▶ **Task directions**:
Return every line from the one with "object: white facade with timber" through the one with "object: person in dark coat", inclusive, exactly as it appears below.

Text-to-region grounding data:
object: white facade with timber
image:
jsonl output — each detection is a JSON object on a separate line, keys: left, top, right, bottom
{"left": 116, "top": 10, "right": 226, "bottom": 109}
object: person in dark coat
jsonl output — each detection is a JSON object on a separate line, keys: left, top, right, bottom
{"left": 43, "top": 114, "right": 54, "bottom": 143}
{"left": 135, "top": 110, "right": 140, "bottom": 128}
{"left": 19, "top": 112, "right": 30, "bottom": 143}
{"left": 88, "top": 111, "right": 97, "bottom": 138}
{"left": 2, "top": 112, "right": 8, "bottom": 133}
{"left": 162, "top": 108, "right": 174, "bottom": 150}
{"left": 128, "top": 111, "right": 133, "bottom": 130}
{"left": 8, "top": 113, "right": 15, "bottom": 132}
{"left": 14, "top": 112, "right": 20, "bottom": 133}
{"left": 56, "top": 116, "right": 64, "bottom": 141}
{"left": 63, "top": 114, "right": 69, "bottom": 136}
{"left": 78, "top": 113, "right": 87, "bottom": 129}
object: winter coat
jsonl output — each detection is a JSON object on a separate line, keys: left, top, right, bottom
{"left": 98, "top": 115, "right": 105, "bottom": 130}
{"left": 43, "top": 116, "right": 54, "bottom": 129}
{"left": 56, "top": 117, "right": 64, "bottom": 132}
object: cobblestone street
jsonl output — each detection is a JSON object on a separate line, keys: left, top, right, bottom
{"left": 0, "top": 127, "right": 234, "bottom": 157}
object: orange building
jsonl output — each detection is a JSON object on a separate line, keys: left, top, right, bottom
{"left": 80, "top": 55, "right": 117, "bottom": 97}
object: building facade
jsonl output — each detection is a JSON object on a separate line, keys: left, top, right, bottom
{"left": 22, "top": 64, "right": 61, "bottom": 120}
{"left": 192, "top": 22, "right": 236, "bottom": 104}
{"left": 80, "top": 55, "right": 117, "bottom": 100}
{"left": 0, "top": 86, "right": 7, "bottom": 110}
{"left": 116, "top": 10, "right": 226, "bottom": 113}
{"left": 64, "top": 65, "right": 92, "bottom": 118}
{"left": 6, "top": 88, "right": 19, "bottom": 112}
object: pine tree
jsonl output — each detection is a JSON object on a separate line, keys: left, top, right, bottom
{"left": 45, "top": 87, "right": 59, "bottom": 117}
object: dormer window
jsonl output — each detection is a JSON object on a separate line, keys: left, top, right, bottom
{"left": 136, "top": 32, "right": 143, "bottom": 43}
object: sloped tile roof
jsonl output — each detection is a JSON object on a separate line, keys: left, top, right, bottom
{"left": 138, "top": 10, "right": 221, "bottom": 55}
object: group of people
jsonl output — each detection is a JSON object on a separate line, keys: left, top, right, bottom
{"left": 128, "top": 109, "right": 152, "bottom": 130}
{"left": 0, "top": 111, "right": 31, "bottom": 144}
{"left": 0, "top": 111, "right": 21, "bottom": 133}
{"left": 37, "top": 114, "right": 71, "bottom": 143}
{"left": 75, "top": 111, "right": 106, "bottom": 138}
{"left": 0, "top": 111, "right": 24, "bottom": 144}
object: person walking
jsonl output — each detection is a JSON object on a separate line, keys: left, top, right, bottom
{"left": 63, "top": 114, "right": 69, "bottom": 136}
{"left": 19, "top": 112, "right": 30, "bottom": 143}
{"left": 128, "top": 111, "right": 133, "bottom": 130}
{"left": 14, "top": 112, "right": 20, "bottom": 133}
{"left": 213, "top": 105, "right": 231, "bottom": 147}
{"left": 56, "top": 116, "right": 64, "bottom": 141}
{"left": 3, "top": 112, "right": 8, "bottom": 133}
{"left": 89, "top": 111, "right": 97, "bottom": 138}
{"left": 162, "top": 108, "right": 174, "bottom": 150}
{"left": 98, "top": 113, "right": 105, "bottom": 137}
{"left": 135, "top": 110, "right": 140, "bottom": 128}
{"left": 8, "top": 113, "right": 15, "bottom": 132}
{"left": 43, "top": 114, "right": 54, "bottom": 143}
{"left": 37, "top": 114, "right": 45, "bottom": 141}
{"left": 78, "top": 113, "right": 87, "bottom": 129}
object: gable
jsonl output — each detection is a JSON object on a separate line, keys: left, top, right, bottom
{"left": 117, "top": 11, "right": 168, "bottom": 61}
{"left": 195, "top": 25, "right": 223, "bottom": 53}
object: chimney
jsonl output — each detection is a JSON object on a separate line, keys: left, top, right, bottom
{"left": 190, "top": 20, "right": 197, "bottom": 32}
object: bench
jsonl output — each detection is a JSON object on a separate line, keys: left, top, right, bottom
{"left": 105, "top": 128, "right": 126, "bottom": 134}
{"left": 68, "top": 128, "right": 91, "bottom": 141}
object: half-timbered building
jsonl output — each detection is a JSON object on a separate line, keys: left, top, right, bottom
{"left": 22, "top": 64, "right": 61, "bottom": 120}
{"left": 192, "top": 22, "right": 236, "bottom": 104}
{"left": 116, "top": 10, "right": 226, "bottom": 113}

==

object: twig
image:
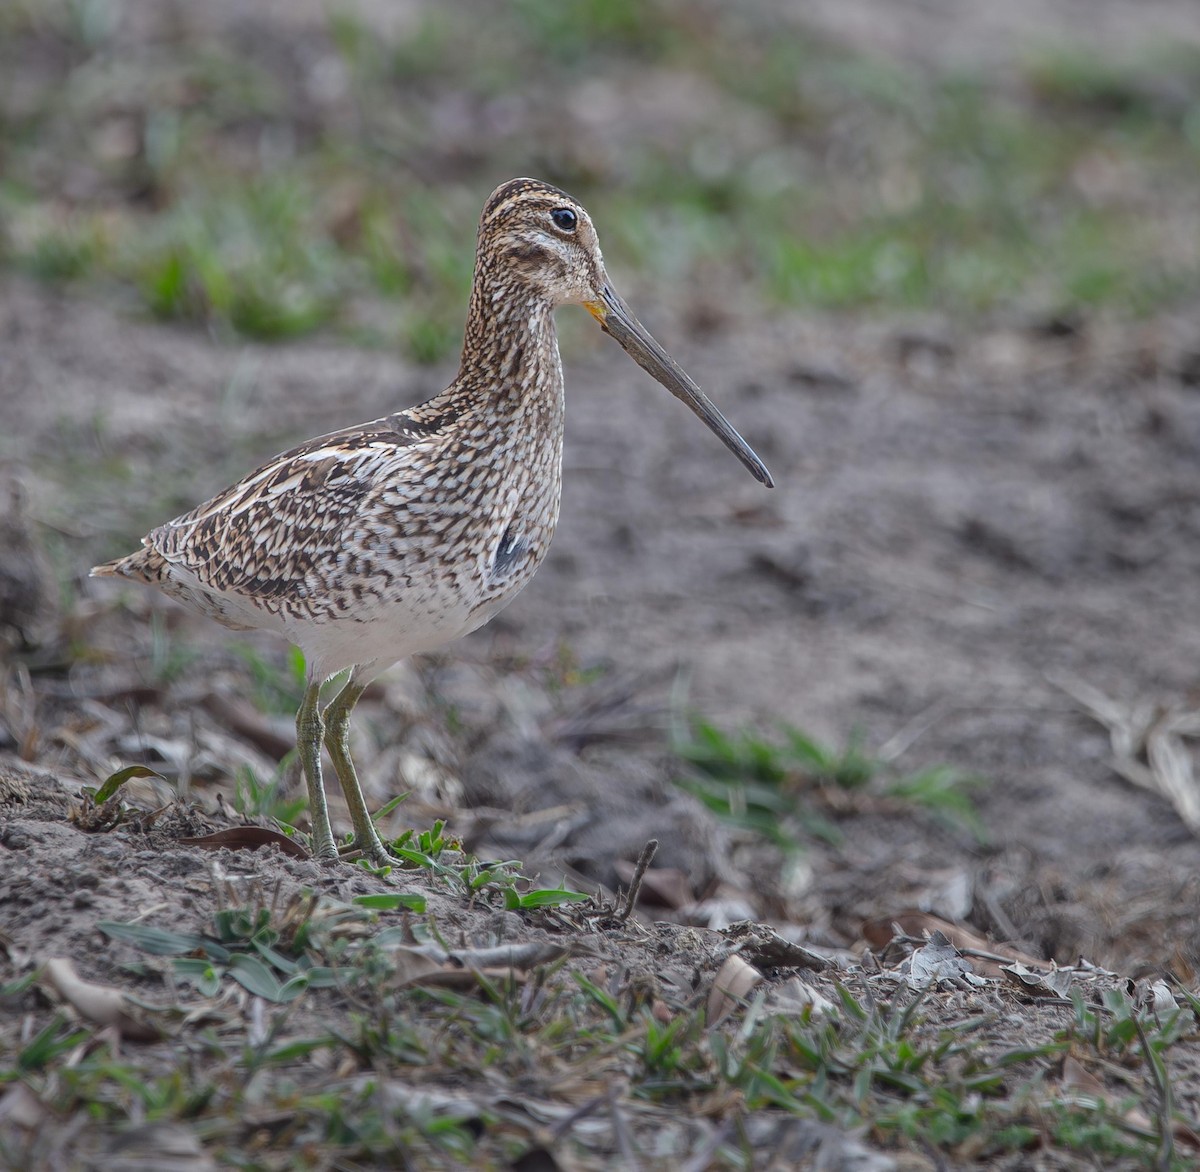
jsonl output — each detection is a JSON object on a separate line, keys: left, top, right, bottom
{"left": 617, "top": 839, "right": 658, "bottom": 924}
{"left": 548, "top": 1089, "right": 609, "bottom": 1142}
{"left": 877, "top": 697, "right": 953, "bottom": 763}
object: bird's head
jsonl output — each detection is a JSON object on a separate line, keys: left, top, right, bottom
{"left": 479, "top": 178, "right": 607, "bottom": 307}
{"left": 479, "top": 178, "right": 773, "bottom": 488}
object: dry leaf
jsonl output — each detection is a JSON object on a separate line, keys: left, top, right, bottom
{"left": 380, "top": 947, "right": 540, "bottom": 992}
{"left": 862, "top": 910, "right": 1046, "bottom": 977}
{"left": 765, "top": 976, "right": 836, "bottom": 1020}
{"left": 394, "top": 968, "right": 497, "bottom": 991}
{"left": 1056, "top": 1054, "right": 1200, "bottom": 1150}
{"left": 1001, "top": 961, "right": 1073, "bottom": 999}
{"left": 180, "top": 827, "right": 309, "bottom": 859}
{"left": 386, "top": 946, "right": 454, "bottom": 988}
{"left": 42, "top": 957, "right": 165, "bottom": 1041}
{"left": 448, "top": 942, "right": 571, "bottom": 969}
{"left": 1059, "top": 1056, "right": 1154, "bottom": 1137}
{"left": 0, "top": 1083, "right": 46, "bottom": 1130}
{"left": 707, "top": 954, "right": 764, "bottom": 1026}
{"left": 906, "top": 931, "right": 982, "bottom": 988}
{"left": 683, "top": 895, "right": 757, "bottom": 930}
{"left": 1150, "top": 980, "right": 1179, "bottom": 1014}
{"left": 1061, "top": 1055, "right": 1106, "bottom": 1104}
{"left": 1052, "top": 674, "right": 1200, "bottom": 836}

▶ **Exercise answer**:
object: white facade with timber
image:
jsonl output — each detection is a JSON object on a separate line, keys: left, top, right, bottom
{"left": 116, "top": 10, "right": 226, "bottom": 109}
object: person in dark coat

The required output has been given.